===== Dataset excerpts
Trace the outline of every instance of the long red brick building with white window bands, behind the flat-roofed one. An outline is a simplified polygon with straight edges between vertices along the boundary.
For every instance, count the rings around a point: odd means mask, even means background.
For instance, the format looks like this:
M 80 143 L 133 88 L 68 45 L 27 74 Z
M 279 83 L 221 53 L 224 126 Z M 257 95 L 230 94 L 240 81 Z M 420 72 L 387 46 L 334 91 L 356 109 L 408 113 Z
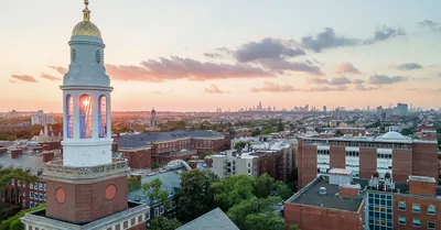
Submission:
==========
About this exercise: Give the records back exactly, with no pictures.

Exercise output:
Trace the outline of every instance of the long red brick building with white window bands, behind the flat-roofed one. An outline is a simplified polygon with straight edges between vertices along the boundary.
For every instance, count the rings around a point: odd means mask, even means background.
For instance, the format looks like this:
M 80 143 L 133 88 L 68 45 L 27 74 Z
M 279 83 L 221 53 L 224 126 Z M 257 95 L 230 94 L 240 81 Z M 420 72 L 387 46 L 334 91 L 356 109 L 408 113 Z
Submission:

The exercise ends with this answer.